───── Trecho ─────

O normal para as pessoas de todas as épocas sempre foi viver num ou noutro período de guerra, em períodos de dificuldade tremenda, de escassez e penúria. Dificilmente uma geração passaria inteira sem atravessar ou vivenciar alguns eventos histórico marcantes. Me basta pensar nos meus pais, por exemplo, que nasceram antes da Segunda Guerra Mundial. Ou dos meus avós. Esses atravessaram duas guerras, pandemias, ditadores de toda a espécie e nem antibiótico tinha. Meus bisavós viveram uma época em que chegar aos cinquenta anos já era longevidade. E nem havia infância para esse pessoal. Eles pulavam direto das calças curtas para a vida adulta, de trabalho sem facilidades e tecnologia rudimentar, morando em lugares sem estrada, num interior sem horizonte e nem tempo certo.
Mas o destino teria me oferecido (por alguma razão mágica) viver nessa paz perpétua, nessa fruição consumista sem dano e nem tragédia à vista. Nem a ditadura militar, o período mais complicado da história recente, eu vivi direito. Quando dei por mim como ser vivente, já estava tudo se encaminhando para Tancredo e a Nova República. E depois, o mundo político foi mais ou menos sempre um levar com o abdômen o status quo, sem grandes mudanças.

─────

• **Instruções**:
A: De acordo com o trecho, antes de qual guerra nasceram os pais de quem escreve?
B: Copie do trecho, sem mudar nada, a parte que vai de "Mas o destino" até "sem grandes mudanças.".
C: Quais foram as coisas que, segundo o trecho, os avós atravessaram? Liste todas.

───── Listagem ─────

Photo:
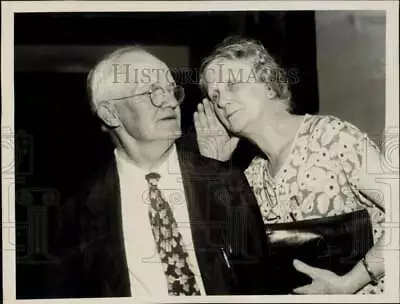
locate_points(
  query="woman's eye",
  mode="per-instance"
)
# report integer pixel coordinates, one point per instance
(231, 85)
(214, 97)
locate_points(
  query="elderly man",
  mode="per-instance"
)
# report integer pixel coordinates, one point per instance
(156, 220)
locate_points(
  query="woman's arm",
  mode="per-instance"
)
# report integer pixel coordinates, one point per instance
(369, 181)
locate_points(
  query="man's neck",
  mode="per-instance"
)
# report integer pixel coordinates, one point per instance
(147, 155)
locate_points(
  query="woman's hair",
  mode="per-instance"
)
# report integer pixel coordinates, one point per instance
(264, 65)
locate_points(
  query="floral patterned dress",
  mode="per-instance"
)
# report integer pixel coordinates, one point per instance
(319, 178)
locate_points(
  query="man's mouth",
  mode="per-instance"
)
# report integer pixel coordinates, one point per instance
(231, 114)
(169, 117)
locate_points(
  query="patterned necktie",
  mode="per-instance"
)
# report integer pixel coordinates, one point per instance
(169, 243)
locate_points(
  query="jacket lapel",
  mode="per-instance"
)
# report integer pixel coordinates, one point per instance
(107, 246)
(208, 225)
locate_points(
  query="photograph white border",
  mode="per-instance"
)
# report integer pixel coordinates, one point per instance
(392, 284)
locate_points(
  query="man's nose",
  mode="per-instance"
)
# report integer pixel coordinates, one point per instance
(169, 101)
(223, 100)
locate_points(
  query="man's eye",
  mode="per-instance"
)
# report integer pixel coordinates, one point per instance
(231, 84)
(214, 97)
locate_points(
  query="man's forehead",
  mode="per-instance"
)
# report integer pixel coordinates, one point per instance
(141, 70)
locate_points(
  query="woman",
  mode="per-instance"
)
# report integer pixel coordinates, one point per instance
(312, 166)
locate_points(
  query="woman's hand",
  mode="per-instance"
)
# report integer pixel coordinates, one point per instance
(212, 137)
(323, 281)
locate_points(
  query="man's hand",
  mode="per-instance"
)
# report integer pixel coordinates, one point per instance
(212, 137)
(323, 281)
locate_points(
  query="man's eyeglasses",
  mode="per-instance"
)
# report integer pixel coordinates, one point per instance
(158, 95)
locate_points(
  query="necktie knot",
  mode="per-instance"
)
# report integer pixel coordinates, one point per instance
(152, 179)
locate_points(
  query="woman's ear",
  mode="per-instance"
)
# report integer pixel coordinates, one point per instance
(270, 92)
(109, 115)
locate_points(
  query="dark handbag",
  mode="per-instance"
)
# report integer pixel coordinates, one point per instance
(335, 243)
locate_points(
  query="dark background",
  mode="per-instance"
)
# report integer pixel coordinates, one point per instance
(59, 143)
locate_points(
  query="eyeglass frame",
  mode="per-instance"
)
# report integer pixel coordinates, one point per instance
(150, 92)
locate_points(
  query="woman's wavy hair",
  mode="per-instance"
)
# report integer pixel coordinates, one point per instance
(264, 65)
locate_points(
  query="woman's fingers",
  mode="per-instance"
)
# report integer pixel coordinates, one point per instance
(210, 114)
(202, 117)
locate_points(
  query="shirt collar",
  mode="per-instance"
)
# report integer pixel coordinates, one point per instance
(169, 166)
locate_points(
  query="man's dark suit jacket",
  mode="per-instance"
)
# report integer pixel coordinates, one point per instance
(227, 229)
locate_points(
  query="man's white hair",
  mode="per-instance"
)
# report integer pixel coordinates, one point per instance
(101, 84)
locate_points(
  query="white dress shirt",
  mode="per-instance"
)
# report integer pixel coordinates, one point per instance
(147, 276)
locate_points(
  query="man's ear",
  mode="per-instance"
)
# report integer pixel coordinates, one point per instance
(109, 115)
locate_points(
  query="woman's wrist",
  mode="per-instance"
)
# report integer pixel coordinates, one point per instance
(356, 279)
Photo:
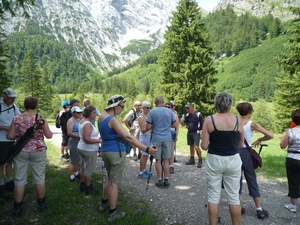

─────

• **Respostas**:
A: Antes da Segunda Guerra Mundial.

B:
Mas o destino teria me oferecido (por alguma razão mágica) viver nessa paz perpétua, nessa fruição consumista sem dano e nem tragédia à vista. Nem a ditadura militar, o período mais complicado da história recente, eu vivi direito. Quando dei por mim como ser vivente, já estava tudo se encaminhando para Tancredo e a Nova República. E depois, o mundo político foi mais ou menos sempre um levar com o abdômen o status quo, sem grandes mudanças.

C: Duas guerras, pandemias e ditadores de toda a espécie.